**Excerpted passage**.
<<<<

[Urgent Appeal] Husband and daughter of murdered land rights activists suffer trauma -AHRC

Asian Human Rights Commission

Urgent Appeal Update: AHRC-UAU-003-2015

20 May 2015
[Re: PHILIPPINES: One farmer killed, three others wounded after they were shot for harvesting crops they cultivated on disputed land]
PHILIPPINES: Husband and daughter of murdered land rights activists suffer trauma

ISSUES: Human rights defenders; land rights

Dear Friends,

The Asian Human Rights Commission (AHRC) regrets to inform you that the husband and daughter of a murdered land rights activist, Elisa Tulid, are suffering trauma as a result of her death. Elisa’s husband Danny Boy, and daughter, have been observed “staring into space”, “quiet and uncommunicative,” after witnessing the murder of the victim in front of them.

Asian Human Rights Commission

UPDATED INFORMATION: (Based on the documentation by the Medical Action Group (MAG)

Previously, we reported that a female land rights activist was killed in front of her husband and daughter. Her husband, Danny Boy, was able to report the incident at a nearby military camp that led to the arrest of the suspect.

The accused, Rannie Bugnot, was subsequently arrested and is presently detained at Bureau of Jail Management and Penology (BJMP), Gumaca District Jail, Quezon. The case is pending at the Regional Trial Court (RTC) Branch 62 in Gumaca, Quezon. For more details, please read: AHRC-FUA-004-2013.

After Elisa Tulid’s death, we have learned that her husband, Danny Boy, was observed staring into a space “tulala”, quiet and uncommunicative. He developed poor sleep, such that his daughter would talk to him at night, to help comfort him. During such talks, she would notice her father crying easily. He has poor appetite, low energy, and expressed hopelessness, as well as fear that the people behind Rannie Bugnot might also kill him.

>>>>

**Data for review**.
<<<<

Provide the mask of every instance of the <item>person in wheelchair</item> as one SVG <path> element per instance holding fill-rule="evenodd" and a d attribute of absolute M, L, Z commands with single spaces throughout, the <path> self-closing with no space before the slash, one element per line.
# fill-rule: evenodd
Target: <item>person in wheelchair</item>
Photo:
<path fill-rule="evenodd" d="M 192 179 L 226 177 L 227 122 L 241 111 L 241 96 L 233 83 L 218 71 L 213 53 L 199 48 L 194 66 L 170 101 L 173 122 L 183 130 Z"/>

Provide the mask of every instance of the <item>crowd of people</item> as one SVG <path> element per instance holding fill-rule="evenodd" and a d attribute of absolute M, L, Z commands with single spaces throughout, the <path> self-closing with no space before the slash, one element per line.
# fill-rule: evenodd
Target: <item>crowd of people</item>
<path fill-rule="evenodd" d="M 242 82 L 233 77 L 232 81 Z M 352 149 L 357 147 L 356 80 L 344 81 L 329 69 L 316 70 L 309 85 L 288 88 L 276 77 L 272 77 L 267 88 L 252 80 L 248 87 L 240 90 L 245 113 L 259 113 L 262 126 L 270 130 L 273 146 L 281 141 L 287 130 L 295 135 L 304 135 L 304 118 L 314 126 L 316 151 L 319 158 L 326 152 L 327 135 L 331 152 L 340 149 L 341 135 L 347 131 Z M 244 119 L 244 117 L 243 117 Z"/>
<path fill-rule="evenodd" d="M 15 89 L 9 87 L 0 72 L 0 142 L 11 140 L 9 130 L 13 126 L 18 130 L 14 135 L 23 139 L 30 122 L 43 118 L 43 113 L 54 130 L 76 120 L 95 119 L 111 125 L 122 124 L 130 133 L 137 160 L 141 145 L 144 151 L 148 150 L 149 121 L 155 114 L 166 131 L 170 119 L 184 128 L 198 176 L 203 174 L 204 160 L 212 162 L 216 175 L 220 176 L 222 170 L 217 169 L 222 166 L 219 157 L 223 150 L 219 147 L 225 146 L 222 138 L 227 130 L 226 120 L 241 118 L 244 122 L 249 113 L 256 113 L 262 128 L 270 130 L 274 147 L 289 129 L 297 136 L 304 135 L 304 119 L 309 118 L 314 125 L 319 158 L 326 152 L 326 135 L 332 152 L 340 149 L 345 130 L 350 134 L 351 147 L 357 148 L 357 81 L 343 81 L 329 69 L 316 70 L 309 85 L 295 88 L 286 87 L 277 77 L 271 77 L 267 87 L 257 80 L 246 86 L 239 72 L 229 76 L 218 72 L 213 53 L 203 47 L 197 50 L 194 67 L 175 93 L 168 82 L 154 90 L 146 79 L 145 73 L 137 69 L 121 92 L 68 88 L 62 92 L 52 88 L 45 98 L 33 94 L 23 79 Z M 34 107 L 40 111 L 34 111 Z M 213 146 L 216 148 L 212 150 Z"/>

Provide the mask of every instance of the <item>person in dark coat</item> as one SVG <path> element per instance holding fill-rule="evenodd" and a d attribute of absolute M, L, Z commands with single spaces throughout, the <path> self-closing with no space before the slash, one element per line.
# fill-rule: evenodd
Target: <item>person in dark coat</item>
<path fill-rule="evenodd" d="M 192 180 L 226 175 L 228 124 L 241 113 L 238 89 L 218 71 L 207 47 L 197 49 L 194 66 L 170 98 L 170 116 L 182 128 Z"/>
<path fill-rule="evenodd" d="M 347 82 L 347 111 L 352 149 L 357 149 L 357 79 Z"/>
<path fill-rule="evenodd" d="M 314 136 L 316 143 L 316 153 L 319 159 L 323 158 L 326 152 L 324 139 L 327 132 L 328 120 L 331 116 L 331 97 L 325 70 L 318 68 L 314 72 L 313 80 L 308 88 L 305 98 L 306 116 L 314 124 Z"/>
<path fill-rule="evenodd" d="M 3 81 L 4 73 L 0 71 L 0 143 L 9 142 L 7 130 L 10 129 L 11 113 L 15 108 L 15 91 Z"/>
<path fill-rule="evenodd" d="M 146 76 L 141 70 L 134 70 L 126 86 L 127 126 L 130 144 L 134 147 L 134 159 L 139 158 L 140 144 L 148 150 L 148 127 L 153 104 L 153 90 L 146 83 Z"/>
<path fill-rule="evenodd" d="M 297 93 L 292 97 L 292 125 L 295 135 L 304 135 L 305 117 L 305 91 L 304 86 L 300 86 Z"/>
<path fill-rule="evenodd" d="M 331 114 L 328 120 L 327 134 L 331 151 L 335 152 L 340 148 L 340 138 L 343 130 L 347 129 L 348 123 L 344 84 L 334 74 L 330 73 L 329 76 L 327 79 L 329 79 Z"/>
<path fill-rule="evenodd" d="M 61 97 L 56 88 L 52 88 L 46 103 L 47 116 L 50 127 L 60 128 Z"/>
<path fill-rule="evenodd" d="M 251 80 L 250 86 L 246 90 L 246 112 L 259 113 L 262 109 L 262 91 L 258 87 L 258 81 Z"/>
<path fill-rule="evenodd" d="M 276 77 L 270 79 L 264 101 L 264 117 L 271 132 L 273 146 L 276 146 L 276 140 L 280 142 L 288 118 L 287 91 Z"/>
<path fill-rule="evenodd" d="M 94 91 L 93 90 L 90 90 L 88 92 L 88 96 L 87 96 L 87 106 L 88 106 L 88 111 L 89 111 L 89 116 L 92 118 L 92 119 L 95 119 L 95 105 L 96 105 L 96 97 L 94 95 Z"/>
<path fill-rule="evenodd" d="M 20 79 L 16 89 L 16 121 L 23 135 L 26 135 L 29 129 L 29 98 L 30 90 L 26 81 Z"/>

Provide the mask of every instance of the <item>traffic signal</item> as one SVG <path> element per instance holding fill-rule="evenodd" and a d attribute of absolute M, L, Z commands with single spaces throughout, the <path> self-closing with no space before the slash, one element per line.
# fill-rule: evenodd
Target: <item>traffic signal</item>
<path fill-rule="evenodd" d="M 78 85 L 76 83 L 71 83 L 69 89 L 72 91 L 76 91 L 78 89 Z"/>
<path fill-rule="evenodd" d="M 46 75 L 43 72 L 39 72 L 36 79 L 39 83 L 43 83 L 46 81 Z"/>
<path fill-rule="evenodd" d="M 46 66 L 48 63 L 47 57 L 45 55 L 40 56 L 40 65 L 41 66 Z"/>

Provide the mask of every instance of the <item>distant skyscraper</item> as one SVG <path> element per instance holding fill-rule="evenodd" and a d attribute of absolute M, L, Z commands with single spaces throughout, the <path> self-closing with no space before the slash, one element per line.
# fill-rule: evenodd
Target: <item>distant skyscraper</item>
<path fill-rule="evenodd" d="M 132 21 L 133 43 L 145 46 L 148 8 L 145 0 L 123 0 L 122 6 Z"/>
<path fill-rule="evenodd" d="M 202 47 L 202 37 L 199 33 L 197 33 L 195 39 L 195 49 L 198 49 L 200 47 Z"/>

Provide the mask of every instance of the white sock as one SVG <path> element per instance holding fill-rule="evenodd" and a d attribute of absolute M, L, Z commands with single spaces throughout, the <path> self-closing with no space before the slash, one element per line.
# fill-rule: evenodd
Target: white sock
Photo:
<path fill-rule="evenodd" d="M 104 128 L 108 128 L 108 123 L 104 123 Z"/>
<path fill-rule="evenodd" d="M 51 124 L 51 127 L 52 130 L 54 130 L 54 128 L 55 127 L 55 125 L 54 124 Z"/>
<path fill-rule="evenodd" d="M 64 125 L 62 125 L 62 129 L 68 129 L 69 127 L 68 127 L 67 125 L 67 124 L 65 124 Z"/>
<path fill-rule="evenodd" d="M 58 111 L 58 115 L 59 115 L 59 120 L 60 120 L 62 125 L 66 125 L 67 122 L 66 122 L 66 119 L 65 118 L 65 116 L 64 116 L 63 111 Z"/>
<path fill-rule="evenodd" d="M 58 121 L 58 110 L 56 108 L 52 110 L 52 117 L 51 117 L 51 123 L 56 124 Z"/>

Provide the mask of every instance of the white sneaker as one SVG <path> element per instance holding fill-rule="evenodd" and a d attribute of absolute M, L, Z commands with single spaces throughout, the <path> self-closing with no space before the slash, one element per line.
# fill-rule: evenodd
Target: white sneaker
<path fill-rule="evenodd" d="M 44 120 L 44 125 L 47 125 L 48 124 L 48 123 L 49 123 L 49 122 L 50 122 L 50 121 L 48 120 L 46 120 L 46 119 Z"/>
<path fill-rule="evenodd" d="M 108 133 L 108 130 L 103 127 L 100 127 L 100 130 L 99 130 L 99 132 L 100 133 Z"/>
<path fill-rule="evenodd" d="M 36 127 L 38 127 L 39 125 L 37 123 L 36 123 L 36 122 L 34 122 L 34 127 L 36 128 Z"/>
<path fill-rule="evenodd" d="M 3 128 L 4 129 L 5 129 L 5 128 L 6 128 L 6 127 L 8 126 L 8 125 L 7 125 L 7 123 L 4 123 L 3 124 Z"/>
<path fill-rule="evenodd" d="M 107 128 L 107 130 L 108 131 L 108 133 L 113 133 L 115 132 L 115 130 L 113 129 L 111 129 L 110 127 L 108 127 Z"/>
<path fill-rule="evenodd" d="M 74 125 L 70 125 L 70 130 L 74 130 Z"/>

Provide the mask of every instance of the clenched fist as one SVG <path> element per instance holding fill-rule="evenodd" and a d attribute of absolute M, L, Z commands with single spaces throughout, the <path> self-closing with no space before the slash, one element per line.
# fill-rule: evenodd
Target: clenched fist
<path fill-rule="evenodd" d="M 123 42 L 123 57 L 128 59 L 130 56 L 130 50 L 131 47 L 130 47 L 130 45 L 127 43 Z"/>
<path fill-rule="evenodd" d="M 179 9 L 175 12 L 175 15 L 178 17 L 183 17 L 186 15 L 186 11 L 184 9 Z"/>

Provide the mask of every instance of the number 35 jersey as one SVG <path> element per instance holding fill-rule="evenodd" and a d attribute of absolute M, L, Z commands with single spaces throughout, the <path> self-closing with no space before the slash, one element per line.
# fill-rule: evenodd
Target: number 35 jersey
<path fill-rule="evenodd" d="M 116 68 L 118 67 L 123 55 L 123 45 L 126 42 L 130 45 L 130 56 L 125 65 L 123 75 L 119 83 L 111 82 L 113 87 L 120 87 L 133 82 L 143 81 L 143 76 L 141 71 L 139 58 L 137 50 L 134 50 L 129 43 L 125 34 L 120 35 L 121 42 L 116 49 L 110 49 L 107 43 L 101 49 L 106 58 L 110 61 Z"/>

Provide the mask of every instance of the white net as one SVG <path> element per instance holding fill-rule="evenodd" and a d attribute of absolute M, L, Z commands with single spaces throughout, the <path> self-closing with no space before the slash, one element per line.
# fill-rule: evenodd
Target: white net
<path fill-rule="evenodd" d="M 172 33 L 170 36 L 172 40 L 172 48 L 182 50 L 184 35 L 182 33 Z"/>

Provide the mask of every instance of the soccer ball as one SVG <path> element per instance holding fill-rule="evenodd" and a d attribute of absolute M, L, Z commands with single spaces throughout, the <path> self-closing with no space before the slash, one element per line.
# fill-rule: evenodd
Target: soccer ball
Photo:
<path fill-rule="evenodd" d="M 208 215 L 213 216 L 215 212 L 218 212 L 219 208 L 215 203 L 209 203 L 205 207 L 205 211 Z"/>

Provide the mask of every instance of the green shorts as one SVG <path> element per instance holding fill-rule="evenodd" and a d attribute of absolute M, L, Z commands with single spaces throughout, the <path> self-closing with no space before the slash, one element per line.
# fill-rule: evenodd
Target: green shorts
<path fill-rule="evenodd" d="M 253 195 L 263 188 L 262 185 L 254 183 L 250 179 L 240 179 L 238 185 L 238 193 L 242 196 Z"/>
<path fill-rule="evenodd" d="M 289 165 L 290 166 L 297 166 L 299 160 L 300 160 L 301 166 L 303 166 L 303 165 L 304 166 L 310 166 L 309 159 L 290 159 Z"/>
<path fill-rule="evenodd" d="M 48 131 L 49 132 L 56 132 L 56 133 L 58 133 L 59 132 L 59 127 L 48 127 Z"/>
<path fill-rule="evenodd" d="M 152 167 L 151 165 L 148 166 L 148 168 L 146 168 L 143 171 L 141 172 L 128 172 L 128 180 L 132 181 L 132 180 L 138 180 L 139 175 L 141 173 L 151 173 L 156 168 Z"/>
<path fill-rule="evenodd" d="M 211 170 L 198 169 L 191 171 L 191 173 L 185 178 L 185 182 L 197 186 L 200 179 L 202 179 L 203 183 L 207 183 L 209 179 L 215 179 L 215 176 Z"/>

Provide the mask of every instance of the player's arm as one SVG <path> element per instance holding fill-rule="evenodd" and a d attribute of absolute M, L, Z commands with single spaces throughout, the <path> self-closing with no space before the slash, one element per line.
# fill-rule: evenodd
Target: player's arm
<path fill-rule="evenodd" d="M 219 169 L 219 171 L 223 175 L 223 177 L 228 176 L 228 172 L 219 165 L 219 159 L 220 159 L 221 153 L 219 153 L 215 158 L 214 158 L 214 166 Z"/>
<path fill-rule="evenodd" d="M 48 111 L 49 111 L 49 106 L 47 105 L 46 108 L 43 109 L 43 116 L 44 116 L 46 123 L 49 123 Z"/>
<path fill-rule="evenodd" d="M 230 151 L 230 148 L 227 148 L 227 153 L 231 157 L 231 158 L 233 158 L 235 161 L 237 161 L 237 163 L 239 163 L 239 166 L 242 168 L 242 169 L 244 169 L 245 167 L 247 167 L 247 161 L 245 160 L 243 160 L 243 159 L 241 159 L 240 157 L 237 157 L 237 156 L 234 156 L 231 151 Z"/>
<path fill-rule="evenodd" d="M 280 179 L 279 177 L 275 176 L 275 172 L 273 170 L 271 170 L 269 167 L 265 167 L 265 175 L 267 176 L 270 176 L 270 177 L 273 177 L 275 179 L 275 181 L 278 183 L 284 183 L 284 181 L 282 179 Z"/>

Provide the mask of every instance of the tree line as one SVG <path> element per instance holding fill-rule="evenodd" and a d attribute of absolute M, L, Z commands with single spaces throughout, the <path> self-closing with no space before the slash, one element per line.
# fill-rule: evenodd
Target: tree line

>>>>

**Exercise tasks**.
**1.** In the AHRC appeal, where is Rannie Bugnot being held?
**2.** Carry on writing the AHRC appeal, starting right after its last sentence.
The rows aren't needed for anything here.

**Exercise responses**.
**1.** He is held at the Bureau of Jail Management and Penology (BJMP), Gumaca District Jail, Quezon.

**2.**
Danny Boy admitted he suffers from an extremely poor attention span and has problem concentrating. His mind is disturbed or “gulong gulo ang isip”, such that he could not understand what other people are telling him. He developed palpitations and trembling, which occur almost daily, throughout the day. Two or three months after his wife’s death, the symptoms decreased in intensity; however, his thoughts and memories of his wife’s violent death remain easily triggered.

Mr. Tulid claimed he had improved a lot since his wife’s death. At the time of his interview, Mr. Tulid mentioned he still experiences these symptoms about four to five times a week, an improvement from daily in the past. However, he still has difficulty sleeping. Mr. Tulid constantly wonders why such things—the death of his wife—happened to him (“bakit nangyari? Walang kinalaman”)

Mr. Tulid said his daughter helps him recover. Apart from him, his younger daughter Belinda (alias), also suffers trauma, having witnessed her mother being murdered in front of her. Like her father, Belinda has also become uncommunicative and quiet. Mr. Tulid’s oldest daughter, Clarita (alias), decided to drop out of school and get married early after her mother’s death. As head of the family, Tulid was advised by his relatives to be strong for his children, and tries to show that he is in control of his emotions.

The AHRC urges the government to ensure Mr. Tulid and his daughter are afforded adequate treatment for the trauma they are suffering, and that just compensation is given to them.
Thank you.

Urgent Appeals Desk
Asian Human Rights Commission (AHRC) (ua@ahrc.asia)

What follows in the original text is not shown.